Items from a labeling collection
** start **

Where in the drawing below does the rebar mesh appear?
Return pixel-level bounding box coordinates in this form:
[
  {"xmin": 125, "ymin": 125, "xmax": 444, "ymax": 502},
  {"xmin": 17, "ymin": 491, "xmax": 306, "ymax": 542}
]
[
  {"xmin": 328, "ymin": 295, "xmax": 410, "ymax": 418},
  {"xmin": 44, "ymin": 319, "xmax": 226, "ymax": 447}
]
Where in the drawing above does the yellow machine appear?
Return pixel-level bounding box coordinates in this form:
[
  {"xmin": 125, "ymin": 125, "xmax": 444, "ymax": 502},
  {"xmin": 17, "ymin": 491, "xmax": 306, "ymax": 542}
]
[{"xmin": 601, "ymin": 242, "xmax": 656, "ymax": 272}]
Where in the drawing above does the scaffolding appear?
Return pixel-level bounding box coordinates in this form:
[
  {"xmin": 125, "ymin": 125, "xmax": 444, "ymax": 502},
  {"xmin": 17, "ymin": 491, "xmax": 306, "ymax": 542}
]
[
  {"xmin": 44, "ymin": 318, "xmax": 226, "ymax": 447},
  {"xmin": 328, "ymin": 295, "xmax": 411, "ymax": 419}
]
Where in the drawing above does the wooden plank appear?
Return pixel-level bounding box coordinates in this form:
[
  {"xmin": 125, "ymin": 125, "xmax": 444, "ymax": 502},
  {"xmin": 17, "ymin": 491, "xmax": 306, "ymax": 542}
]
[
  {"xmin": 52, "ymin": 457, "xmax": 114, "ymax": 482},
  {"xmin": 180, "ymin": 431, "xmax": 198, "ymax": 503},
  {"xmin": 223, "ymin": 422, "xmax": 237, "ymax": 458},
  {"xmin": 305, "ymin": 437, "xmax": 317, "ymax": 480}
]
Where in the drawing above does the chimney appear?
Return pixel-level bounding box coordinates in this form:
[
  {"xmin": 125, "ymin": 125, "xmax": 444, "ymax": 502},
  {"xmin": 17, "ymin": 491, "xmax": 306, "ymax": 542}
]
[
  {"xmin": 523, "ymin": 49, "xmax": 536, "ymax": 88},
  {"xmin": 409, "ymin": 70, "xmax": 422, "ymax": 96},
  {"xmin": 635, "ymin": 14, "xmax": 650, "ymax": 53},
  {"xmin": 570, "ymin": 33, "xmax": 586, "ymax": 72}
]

** end **

Copy out the lines above word for word, starting with the line that contains "Where in the drawing above does the wooden" and continuing through the end of the records.

Result for this exercise »
Where in the drawing above does the wooden plank appear?
Return pixel-level bounding box coordinates in this form:
[
  {"xmin": 125, "ymin": 125, "xmax": 444, "ymax": 502},
  {"xmin": 17, "ymin": 491, "xmax": 306, "ymax": 542}
]
[
  {"xmin": 52, "ymin": 457, "xmax": 114, "ymax": 482},
  {"xmin": 180, "ymin": 431, "xmax": 198, "ymax": 503},
  {"xmin": 223, "ymin": 422, "xmax": 237, "ymax": 458},
  {"xmin": 305, "ymin": 437, "xmax": 317, "ymax": 480}
]
Where in the drawing above does the chimney appear?
Return pixel-level bounding box coordinates in this form:
[
  {"xmin": 125, "ymin": 125, "xmax": 444, "ymax": 502},
  {"xmin": 17, "ymin": 491, "xmax": 306, "ymax": 542}
]
[
  {"xmin": 523, "ymin": 49, "xmax": 536, "ymax": 88},
  {"xmin": 409, "ymin": 70, "xmax": 422, "ymax": 96},
  {"xmin": 635, "ymin": 14, "xmax": 650, "ymax": 53},
  {"xmin": 570, "ymin": 33, "xmax": 586, "ymax": 72}
]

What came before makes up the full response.